◆ **EXERCISE TASK**: Return the exact lines spanning from the line with "Where can the tree" through the last line of the entries, boundaries included, and no others.

◆ **PROVIDED INFORMATION**:
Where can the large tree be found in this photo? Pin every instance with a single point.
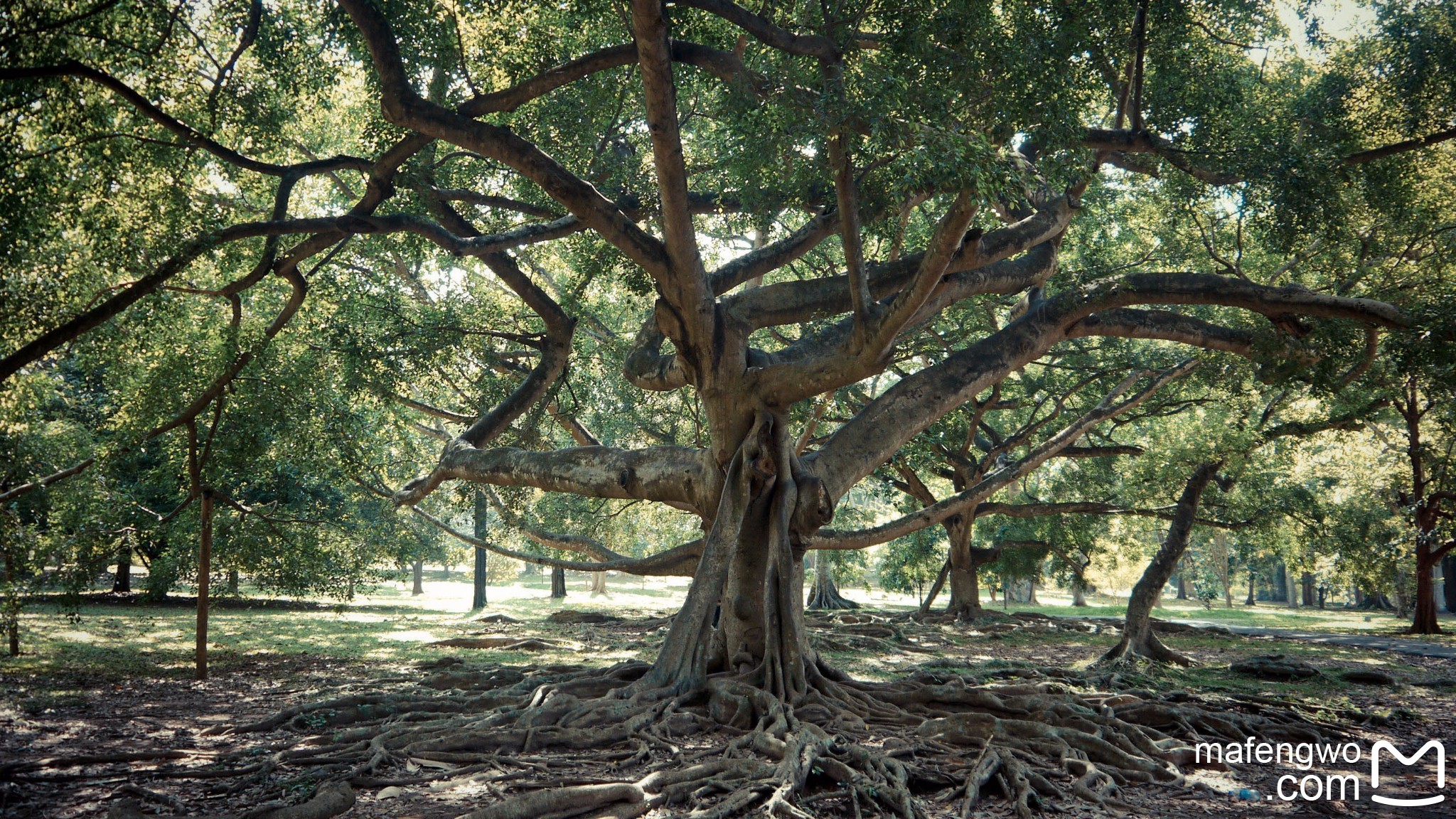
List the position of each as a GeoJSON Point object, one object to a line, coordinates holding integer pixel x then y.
{"type": "Point", "coordinates": [893, 164]}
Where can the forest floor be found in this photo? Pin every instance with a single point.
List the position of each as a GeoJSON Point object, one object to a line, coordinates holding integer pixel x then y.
{"type": "Point", "coordinates": [115, 680]}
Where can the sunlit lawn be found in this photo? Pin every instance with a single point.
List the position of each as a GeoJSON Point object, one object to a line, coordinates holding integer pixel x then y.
{"type": "Point", "coordinates": [387, 627]}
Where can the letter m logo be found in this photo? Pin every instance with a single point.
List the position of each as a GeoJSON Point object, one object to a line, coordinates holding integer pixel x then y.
{"type": "Point", "coordinates": [1411, 759]}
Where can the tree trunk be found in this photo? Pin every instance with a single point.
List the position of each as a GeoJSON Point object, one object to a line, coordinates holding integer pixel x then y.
{"type": "Point", "coordinates": [482, 557]}
{"type": "Point", "coordinates": [1426, 620]}
{"type": "Point", "coordinates": [204, 570]}
{"type": "Point", "coordinates": [1449, 573]}
{"type": "Point", "coordinates": [123, 583]}
{"type": "Point", "coordinates": [965, 594]}
{"type": "Point", "coordinates": [751, 574]}
{"type": "Point", "coordinates": [825, 594]}
{"type": "Point", "coordinates": [936, 587]}
{"type": "Point", "coordinates": [1138, 633]}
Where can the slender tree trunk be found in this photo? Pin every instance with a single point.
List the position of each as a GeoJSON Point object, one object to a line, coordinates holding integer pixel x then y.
{"type": "Point", "coordinates": [936, 587]}
{"type": "Point", "coordinates": [482, 557]}
{"type": "Point", "coordinates": [11, 612]}
{"type": "Point", "coordinates": [825, 592]}
{"type": "Point", "coordinates": [1426, 620]}
{"type": "Point", "coordinates": [965, 594]}
{"type": "Point", "coordinates": [1449, 573]}
{"type": "Point", "coordinates": [1138, 633]}
{"type": "Point", "coordinates": [123, 583]}
{"type": "Point", "coordinates": [204, 570]}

◆ **EXERCISE SOLUTION**:
Where can the tree trunk be found in this photo? Pin every instance with a single point.
List the position of each as a GeoJSON Point object, one object to a line, coordinates holding integer pixel x then y.
{"type": "Point", "coordinates": [482, 557]}
{"type": "Point", "coordinates": [1426, 620]}
{"type": "Point", "coordinates": [204, 570]}
{"type": "Point", "coordinates": [1449, 573]}
{"type": "Point", "coordinates": [123, 583]}
{"type": "Point", "coordinates": [965, 594]}
{"type": "Point", "coordinates": [751, 574]}
{"type": "Point", "coordinates": [825, 594]}
{"type": "Point", "coordinates": [936, 587]}
{"type": "Point", "coordinates": [1138, 633]}
Where can the slender tree trunk be found in this photo? Pin every instance with a single point.
List the position of each as a GeoJSON Point object, one object to a line, coordinates holding integer pixel x then y.
{"type": "Point", "coordinates": [936, 587]}
{"type": "Point", "coordinates": [482, 557]}
{"type": "Point", "coordinates": [11, 612]}
{"type": "Point", "coordinates": [825, 592]}
{"type": "Point", "coordinates": [1426, 620]}
{"type": "Point", "coordinates": [965, 594]}
{"type": "Point", "coordinates": [1449, 573]}
{"type": "Point", "coordinates": [1138, 633]}
{"type": "Point", "coordinates": [123, 583]}
{"type": "Point", "coordinates": [204, 570]}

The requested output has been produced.